* **GIVEN PASSAGE**:
Breaking news: Court of Justice rules on sale and use of AdWords

Hot off the press, the IPKat brings you news of this morning's ruling in Joined Cases C-236, 237 and 238/08 Google France, Google Inc. v Louis Vuitton Malletier; Google France v Viaticum Luteciel; Google France v CNRRH Pierre‑Alexis Thonet Bruno Raboin Tiger, a franchisee of Unicis. The factual backgrounds of the three cases, all of which have been referred from the French Cour de Cassation, are as follows:

Case C‑236/08 Google France, Google Inc. v Louis Vuitton Malletier

It was established at trial that (i) entering Louis Vuitton’s trade marks into Google’s search engine triggered the display of advertisements for sites offering counterfeit versions of that company’s products and that (ii) Google offered advertisers the possibility of selecting, to that end, not only keywords which corresponded to Louis Vuitton’s trade marks but also those keywords in combination with expressions denoting counterfeit such as ‘imitation’, ‘replica’ and ‘copy’. These facts led to Google being held liable trade mark infringement, a decision which was upheld on appeal. Google thereupon appealed on points of law to the Cour de cassation. That court referred for a preliminary ruling the following three questions:

‘(1) Must Article 5(1)(a) and (b) of [Directive 89/104] and Article 9(1)(a) and (b) of [Regulation No 40/94] be interpreted as meaning that a provider of a paid referencing service [ie Google] who makes available to advertisers keywords reproducing or imitating registered trade marks and arranges by the referencing agreement to create and favourably display, on the basis of those keywords, advertising links to sites offering infringing goods is using those trade marks in a manner which their proprietor [in this case Louis Vuitton] is entitled to prevent?

(2) In the event that the trade marks have a reputation, may the proprietor oppose such use under Article 5(2) of the directive and Article 9(1)(c) of the regulation?

(3) In the event that such use does not constitute a use which may be prevented by the trade mark proprietor under the directive or the regulation, may the provider of the paid referencing service be regarded as providing an information society service consisting in the storage of information provided by the recipient of the service, within the meaning of Article 14 of [Directive 2000/31], so that that provider cannot incur liability until it has been notified by the trade mark proprietor of the unlawful use of the sign by the advertiser?’
Case C‑237/08 Google France v Viaticum Luteciel

Viaticum and Luteciel own French trade marks ‘bourse des vols’, ‘bourse des voyages’ and ‘BDV’. It was found at trial that, (i) by that entering Viaticum and Luteciel’s trade marks into Google’s search engine, the display of advertisements for sites offering identical or similar products was triggered and that (ii) Google offered advertisers the possibility of selecting for that purpose keywords which corresponded to those trade marks. However, the products sold on the advertised sites did not infringe those trade marks in question since they bore trade marks attributed to competitors of Viaticum and Luteciel. Google was held liable for trade mark infringement and, on appeal, of being an accessory to trade mark infringement. Google thereupon appealed to the Cour de cassation, which has referred two questions to the Court for a preliminary ruling.
‘(1) Must Article 5(1)(a) and (b) of [Directive 89/104] be interpreted as meaning that a provider of a paid referencing service who makes available to advertisers keywords reproducing or imitating registered trade marks and arranges by the referencing agreement to create and favourably display, on the basis of those keywords, advertising links to sites offering goods identical or similar to those covered by the trade mark registration is using those trade marks in a manner which their proprietor is entitled to prevent?

* **DATASET CONTENT**:

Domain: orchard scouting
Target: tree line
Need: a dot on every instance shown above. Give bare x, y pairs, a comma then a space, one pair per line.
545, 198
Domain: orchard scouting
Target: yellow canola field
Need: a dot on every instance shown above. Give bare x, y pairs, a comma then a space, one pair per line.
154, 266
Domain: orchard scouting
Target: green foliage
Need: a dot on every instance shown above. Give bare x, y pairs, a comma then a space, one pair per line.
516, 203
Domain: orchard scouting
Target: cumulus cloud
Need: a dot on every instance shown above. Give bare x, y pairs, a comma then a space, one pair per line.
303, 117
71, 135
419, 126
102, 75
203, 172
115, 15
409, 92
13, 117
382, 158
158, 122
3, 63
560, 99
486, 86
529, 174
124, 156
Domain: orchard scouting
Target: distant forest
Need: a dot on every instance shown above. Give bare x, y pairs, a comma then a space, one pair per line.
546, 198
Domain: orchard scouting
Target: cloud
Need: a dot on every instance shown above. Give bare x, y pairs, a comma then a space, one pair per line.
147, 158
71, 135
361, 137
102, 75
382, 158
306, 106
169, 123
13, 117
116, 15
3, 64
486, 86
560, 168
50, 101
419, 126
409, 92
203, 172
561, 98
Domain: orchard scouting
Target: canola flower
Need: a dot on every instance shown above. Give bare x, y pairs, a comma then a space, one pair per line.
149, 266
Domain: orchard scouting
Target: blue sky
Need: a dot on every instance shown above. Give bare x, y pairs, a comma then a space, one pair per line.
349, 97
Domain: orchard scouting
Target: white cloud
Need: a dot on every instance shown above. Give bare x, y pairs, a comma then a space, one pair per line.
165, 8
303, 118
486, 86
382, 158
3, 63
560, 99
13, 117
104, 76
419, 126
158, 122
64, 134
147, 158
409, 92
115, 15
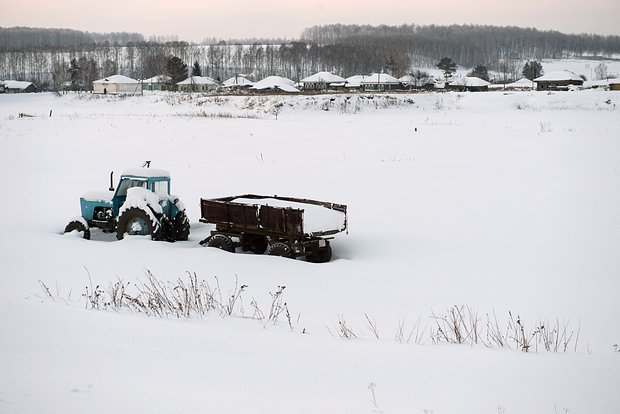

* **REQUIREMENTS**: Quote the passage on the Court of Justice AdWords ruling word for word, beginning at the words "(2) In the event" and stopping after "of the regulation?".

* **RESULT OF THE TASK**:
(2) In the event that the trade marks have a reputation, may the proprietor oppose such use under Article 5(2) of the directive and Article 9(1)(c) of the regulation?